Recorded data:
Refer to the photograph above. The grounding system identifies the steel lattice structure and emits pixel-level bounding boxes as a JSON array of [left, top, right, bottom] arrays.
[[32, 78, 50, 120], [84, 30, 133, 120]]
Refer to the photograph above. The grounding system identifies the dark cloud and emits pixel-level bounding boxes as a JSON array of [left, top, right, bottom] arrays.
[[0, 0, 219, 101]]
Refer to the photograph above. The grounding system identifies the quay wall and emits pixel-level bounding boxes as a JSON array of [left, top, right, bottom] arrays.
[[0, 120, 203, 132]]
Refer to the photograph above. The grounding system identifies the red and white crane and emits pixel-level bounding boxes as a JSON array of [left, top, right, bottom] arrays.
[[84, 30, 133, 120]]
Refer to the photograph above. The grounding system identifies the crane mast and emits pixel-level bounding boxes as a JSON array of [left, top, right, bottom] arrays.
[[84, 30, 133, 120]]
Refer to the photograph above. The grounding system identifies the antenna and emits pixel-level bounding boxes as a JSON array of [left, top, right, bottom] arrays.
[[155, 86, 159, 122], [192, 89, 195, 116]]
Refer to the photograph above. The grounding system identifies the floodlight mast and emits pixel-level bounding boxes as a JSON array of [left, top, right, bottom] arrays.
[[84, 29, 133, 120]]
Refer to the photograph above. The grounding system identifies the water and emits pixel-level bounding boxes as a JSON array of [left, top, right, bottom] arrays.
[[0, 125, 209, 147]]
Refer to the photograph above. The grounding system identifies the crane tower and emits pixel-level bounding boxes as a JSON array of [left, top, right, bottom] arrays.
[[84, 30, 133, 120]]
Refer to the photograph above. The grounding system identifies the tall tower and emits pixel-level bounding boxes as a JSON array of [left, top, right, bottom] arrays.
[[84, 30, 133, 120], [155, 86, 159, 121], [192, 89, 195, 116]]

> **TASK BRIEF**
Retype, without changes, the lines from the line holding "identifies the floodlight" to the end of the data, both ends included.

> **TASK ANSWER**
Refer to the photograph above. The grounding system identifies the floodlight mast and emits pixel-level bounding boxes as a JSON array of [left, top, right, bottom] arrays.
[[84, 29, 133, 120]]
Refer to the photograph above. The grounding system identifies the water and emits pixel-level bounding boxes as a JSON array of [left, top, right, bottom] arrays.
[[0, 125, 209, 147]]
Refer to the photograph above. The grounding system identifies the crane tower and emits pixel-level bounding boxes as a JSON array of [left, top, right, bottom] arrays.
[[84, 30, 133, 120]]
Refer to the photograph above. The grounding system identifies the tall tower and emits pixel-level bounding boxes as a JSON array of [left, top, right, bottom] arrays.
[[84, 30, 133, 120], [155, 86, 159, 121], [192, 89, 195, 116]]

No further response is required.